Rows from a pointing dataset:
* begin *
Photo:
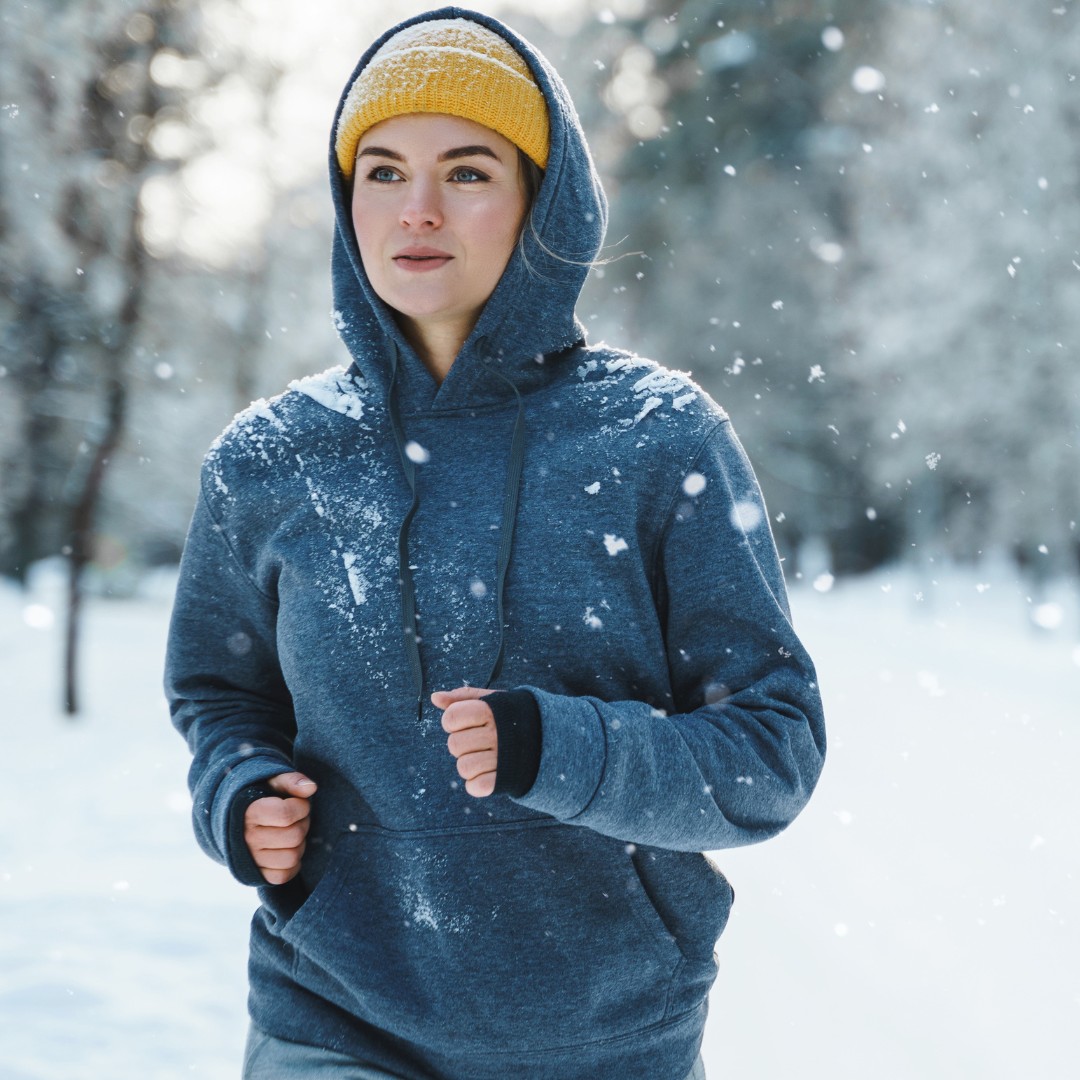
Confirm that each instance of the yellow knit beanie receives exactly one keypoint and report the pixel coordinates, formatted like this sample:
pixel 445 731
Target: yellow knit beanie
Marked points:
pixel 453 66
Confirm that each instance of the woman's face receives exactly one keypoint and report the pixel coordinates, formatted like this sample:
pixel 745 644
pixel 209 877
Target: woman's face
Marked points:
pixel 437 205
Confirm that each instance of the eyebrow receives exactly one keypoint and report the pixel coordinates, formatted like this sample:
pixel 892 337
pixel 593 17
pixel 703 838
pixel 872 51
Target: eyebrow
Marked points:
pixel 458 151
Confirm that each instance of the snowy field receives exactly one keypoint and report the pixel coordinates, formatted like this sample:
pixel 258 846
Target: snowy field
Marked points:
pixel 919 920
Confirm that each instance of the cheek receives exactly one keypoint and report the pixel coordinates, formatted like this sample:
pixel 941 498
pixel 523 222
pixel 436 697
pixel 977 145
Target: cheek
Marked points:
pixel 498 234
pixel 365 225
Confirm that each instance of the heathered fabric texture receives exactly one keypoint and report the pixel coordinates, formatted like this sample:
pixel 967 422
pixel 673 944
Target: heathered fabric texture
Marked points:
pixel 267 1057
pixel 567 933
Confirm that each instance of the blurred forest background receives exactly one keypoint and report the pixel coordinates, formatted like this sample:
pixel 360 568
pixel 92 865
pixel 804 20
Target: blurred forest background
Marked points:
pixel 855 221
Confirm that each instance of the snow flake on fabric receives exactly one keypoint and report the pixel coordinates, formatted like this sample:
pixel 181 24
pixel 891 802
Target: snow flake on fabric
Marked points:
pixel 620 379
pixel 338 389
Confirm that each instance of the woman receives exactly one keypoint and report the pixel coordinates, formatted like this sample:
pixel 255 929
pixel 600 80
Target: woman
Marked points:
pixel 480 642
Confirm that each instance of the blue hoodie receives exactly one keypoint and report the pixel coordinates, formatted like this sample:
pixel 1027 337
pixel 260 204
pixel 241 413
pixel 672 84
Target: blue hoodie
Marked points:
pixel 567 522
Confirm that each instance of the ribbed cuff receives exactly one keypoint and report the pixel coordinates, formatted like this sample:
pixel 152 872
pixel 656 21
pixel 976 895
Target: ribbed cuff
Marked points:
pixel 242 865
pixel 521 741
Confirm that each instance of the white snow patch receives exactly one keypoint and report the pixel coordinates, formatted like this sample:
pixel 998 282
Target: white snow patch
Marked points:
pixel 358 582
pixel 693 484
pixel 746 515
pixel 613 543
pixel 337 389
pixel 651 404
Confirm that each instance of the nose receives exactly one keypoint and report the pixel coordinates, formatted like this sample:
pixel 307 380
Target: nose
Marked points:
pixel 423 204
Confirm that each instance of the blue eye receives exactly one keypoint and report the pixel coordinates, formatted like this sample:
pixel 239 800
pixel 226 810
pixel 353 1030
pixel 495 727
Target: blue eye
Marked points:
pixel 382 174
pixel 467 175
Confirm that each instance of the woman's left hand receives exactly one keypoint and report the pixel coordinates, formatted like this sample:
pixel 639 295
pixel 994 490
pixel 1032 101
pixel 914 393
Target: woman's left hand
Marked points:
pixel 473 739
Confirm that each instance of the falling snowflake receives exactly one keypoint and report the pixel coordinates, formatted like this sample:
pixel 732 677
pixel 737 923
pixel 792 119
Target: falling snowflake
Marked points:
pixel 867 80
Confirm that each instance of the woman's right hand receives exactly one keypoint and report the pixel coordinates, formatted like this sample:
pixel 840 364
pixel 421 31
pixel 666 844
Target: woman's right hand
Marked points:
pixel 275 827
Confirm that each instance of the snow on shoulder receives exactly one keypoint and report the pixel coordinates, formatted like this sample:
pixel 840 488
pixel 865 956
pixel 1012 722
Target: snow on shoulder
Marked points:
pixel 644 385
pixel 337 389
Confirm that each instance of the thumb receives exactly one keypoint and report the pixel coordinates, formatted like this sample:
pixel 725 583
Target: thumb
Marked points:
pixel 443 699
pixel 295 784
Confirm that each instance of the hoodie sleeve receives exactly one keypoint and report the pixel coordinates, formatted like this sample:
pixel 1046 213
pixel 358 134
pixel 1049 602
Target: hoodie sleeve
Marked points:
pixel 226 690
pixel 741 754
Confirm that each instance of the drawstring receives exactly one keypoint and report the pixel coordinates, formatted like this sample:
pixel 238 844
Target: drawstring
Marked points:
pixel 509 511
pixel 505 531
pixel 408 589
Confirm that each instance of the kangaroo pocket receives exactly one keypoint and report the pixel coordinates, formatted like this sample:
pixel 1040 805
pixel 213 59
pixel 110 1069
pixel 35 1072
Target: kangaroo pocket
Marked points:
pixel 496 937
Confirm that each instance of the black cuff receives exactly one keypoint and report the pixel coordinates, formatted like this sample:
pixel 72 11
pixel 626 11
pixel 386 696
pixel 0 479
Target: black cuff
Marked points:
pixel 521 741
pixel 242 865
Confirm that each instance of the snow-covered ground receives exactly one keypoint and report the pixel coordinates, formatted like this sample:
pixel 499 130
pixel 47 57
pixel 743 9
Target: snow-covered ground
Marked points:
pixel 920 920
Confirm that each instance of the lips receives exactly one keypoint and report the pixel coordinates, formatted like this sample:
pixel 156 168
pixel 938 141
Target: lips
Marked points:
pixel 421 258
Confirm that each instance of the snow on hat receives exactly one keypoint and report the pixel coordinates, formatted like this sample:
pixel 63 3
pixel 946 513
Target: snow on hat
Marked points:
pixel 453 66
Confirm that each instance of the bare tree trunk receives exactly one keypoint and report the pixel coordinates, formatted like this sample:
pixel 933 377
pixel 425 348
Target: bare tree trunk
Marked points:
pixel 82 535
pixel 117 338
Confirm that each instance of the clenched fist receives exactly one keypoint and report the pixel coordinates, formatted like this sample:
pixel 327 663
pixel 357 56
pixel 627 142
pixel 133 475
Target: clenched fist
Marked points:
pixel 473 739
pixel 275 829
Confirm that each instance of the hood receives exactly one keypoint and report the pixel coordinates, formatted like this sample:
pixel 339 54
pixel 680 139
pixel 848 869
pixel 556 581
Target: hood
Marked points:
pixel 529 318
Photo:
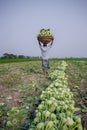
* end *
• _Given exercise_: Return the lines above verbatim, from the line with "Confirm that each instance of the eyebrow" up to and including the line with "pixel 919 920".

• _Exercise result_:
Confirm that each instance of the eyebrow receives exactly one keypoint and report the pixel coordinates, formatted like this sample:
pixel 892 337
pixel 593 17
pixel 703 838
pixel 872 51
Target: eyebrow
Marked points:
pixel 458 151
Confirm that each instance of the snowy field receives exactly one keypoint and report the pixel coordinates, formatted like this sample:
pixel 258 846
Target: snowy field
Marked points:
pixel 919 920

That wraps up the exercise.